Entries pointing to named objects:
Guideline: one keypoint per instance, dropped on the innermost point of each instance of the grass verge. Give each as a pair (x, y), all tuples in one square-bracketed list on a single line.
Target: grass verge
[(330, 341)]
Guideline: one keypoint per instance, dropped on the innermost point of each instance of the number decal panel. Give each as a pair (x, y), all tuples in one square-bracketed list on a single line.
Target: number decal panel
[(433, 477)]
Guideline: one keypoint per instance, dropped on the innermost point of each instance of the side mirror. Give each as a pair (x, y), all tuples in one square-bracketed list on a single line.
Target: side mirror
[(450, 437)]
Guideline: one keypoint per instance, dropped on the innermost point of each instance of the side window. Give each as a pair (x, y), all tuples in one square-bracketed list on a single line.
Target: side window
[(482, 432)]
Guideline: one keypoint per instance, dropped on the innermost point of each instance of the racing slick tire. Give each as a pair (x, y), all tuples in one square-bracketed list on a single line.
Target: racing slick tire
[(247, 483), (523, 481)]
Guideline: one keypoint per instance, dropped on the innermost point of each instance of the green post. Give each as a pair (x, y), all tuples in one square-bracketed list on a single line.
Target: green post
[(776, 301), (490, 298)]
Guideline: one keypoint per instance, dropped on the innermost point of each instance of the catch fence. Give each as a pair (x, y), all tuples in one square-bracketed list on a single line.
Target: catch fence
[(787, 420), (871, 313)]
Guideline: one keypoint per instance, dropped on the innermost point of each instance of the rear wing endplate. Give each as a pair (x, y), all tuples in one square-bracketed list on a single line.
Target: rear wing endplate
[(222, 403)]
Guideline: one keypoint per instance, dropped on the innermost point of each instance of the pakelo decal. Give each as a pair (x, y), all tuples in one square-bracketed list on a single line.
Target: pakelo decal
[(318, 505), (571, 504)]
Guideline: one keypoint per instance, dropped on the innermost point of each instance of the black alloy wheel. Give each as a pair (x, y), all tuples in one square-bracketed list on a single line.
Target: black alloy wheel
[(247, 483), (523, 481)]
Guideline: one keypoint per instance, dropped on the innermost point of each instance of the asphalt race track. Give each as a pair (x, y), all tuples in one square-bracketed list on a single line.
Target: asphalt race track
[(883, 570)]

• OBJECTIVE
Copy every line above word for word, with nothing changed.

• EXERCISE RESULT
Guideline: one keypoint per instance, dropped on the innermost point of each instance of the grass verge. Give each as a pair (x, y), all tuples in one square-bracketed list on a single line.
Target: grass verge
[(330, 341)]
Guideline: one keypoint per instance, dropped on the innermost point of each instance of the number decal panel. Give each as a pair (x, y), all tuples in one square-bracketed list on a single line.
Target: number decal panel
[(433, 477)]
Guideline: one keypoint per instance, dropped on the innermost point of each instance of the side mirror. Give each as a pair (x, y), all tuples in one square-bracketed list on a single line.
Target: side mirror
[(450, 437)]
Guideline: one keypoint per instance, dropped on the innermost point of each instance of the side window. Give each as a pair (x, y), all tuples in one square-bracketed list on a single line.
Target: side window
[(482, 432)]
Guideline: one keypoint per instance, dropped on the innermost point of each instance of the racing slick tire. Give each as a pair (x, y), all tuples in one square-bracketed list on a single line.
Target: racing slick tire
[(247, 483), (523, 481)]
Guideline: one keypoint per instance, dropped on the innermost point of each instance of the green post. Give each as a pair (x, y), all tuples in one square-bracketed list on a single line.
Target: green post
[(776, 301), (490, 298)]
Guideline: one keypoint per instance, dropped on the innermost point of each instance of the catch fence. Give each as a pair (x, y), all tuples in one square-bracketed list on a single line.
Target: catch fence
[(787, 420), (871, 313)]
Guideline: one keypoint per instance, dropped on the innermost point of each instance of the rear wing endplate. Give each as a pair (x, y), all tuples in one square-bracketed list on a single line.
Target: rear wing endplate
[(222, 403)]
Guideline: one keypoint per instance, dropped on the innermost point of each instance of the pakelo decal. Give each as a pair (x, y), all tuples in one square-bracketed list on a single line.
Target: pakelo decal
[(318, 505), (571, 504)]
Guideline: one keypoint per instance, dropped on the innermost point of each instance of the black alloy wheel. Give each as a pair (x, y), all tuples in one square-bracketed list on a single line.
Target: black alloy wheel
[(247, 483), (523, 481)]
Guideline: one keypoint per instance, dropped on the innermost point of each instance of the asphalt race track. Give each as a pair (x, y), all tuples in one square-bracketed list on a single line.
Target: asphalt race track
[(883, 570)]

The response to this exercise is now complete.